* _SET PROBLEM_: Copy out the items word for word, starting at the line that has "# test: pointer" and ending after the line that has "x=219 y=242". Leave the pictures out.

* _RECORDS FOR THE EXERCISE_:

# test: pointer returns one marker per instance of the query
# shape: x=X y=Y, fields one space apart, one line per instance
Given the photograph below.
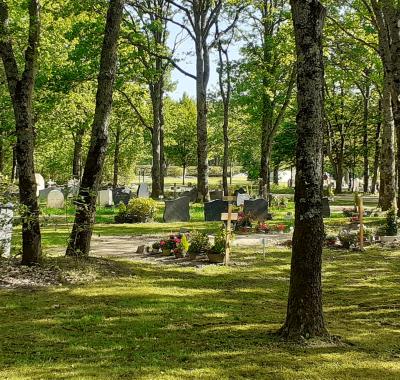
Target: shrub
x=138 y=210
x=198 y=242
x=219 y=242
---
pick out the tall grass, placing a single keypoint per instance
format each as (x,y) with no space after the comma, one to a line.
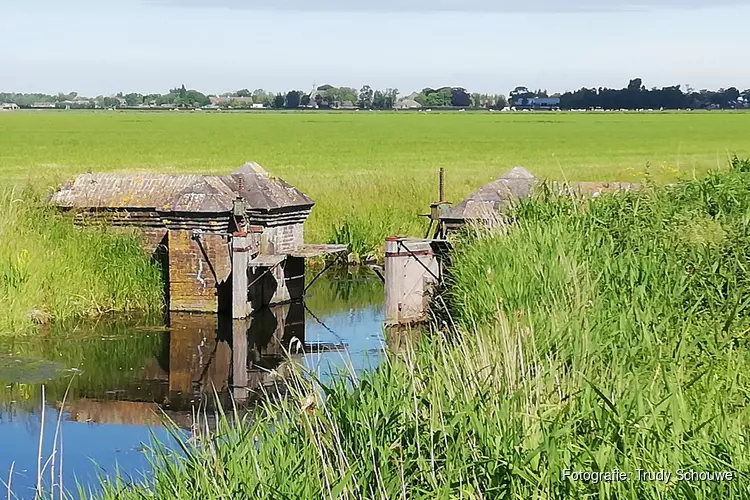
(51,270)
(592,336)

* _FINISHED TASK_:
# test: pointer returns one marker per instance of the query
# shape: x=X y=Y, fields one space apart, one line per instance
Given the photograph below.
Target: shrub
x=138 y=210
x=198 y=242
x=219 y=242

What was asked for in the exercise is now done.